目標
「# Looking for the dry」を含む行から最後の行までを、「power line pole」を「utility pole」に改め、ほかは一切変えずに再掲してください。

表示データ
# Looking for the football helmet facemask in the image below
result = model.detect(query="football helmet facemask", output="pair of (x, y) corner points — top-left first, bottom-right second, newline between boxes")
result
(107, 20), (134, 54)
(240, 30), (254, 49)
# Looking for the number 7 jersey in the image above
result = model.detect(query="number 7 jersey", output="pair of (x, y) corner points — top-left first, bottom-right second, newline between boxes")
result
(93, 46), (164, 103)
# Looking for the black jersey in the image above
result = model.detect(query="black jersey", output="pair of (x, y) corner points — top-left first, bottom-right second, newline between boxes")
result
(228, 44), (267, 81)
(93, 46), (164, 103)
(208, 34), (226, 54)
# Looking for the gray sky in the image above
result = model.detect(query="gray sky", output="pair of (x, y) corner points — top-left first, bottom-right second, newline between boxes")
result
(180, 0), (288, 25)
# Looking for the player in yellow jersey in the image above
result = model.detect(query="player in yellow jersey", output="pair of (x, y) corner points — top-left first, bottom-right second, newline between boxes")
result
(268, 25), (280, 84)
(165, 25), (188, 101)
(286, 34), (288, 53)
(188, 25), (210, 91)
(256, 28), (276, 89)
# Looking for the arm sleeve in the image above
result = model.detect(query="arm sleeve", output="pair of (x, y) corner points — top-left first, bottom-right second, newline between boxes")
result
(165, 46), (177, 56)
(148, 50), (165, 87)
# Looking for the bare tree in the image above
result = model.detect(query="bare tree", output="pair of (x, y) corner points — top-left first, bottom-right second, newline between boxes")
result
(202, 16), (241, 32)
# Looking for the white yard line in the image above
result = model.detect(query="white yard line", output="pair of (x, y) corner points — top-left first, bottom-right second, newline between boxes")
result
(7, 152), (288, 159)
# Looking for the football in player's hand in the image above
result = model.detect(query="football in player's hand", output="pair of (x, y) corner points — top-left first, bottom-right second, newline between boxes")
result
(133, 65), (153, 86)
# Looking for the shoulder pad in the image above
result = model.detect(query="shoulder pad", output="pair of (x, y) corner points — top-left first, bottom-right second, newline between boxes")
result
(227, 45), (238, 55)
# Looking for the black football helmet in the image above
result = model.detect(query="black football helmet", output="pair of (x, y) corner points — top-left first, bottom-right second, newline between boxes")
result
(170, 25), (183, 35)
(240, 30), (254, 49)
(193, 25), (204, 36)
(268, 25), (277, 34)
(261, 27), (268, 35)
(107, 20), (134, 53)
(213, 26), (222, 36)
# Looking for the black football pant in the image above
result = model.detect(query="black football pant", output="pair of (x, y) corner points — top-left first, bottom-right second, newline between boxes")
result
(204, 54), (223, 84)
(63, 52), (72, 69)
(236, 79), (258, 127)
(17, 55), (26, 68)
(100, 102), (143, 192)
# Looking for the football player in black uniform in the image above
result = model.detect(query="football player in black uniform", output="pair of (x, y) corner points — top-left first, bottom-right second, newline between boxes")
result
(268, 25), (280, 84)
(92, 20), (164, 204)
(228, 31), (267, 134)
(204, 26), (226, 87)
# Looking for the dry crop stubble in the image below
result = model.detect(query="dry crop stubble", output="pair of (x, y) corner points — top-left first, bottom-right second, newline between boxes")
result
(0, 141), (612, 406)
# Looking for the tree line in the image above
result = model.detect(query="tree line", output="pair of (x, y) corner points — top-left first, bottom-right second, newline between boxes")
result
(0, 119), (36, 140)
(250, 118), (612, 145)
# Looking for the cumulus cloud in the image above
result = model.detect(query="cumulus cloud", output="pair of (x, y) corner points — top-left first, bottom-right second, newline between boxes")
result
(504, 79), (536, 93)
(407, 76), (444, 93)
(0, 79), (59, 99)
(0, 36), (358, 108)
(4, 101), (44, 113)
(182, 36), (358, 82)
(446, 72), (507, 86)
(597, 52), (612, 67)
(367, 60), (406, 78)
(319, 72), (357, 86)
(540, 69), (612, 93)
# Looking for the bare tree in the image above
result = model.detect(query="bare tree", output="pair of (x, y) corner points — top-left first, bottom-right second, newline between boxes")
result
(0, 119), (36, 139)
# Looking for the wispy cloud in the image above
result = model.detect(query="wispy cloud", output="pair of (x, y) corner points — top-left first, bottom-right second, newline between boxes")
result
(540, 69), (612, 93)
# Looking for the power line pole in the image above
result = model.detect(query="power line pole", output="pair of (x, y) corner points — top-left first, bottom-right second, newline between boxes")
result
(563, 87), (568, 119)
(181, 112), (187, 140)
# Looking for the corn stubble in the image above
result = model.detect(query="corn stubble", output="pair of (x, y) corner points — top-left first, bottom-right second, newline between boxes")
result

完全な解答
# Looking for the dry crop stubble in the image below
result = model.detect(query="dry crop stubble", output="pair of (x, y) corner points — top-left first, bottom-right second, newline between boxes")
result
(0, 141), (612, 406)
# Looking for the tree line in the image above
result = model.detect(query="tree line", output="pair of (x, y) corner points — top-left first, bottom-right second, newline between boxes")
result
(0, 119), (36, 140)
(250, 118), (612, 145)
# Looking for the cumulus cloud in the image above
result = model.detect(query="cumulus cloud", output="pair of (x, y) corner points — top-left first, bottom-right second, newline between boxes")
result
(504, 79), (536, 93)
(407, 76), (444, 93)
(0, 79), (59, 99)
(0, 36), (358, 108)
(4, 101), (44, 113)
(182, 36), (358, 82)
(446, 72), (507, 86)
(597, 52), (612, 67)
(367, 60), (406, 78)
(319, 72), (357, 86)
(540, 69), (612, 93)
# Looking for the bare tree in the image above
result = model.detect(query="bare tree", output="pair of (x, y) corner points — top-left first, bottom-right second, newline between boxes")
result
(0, 119), (36, 139)
# Looking for the wispy cloud in the image above
result = model.detect(query="wispy cloud", output="pair of (x, y) corner points — top-left first, bottom-right second, newline between boxes")
result
(540, 69), (612, 93)
# Looking for the utility pole in the image above
result = model.detect(query="utility pole", output="pair of (x, y) corner points — top-left first, bottom-right second, newline between boxes")
result
(563, 87), (568, 119)
(181, 112), (187, 140)
# Looking for the corn stubble in the image above
result = model.detect(query="corn stubble", output="pair of (x, y) corner points — top-left first, bottom-right second, newline between boxes")
result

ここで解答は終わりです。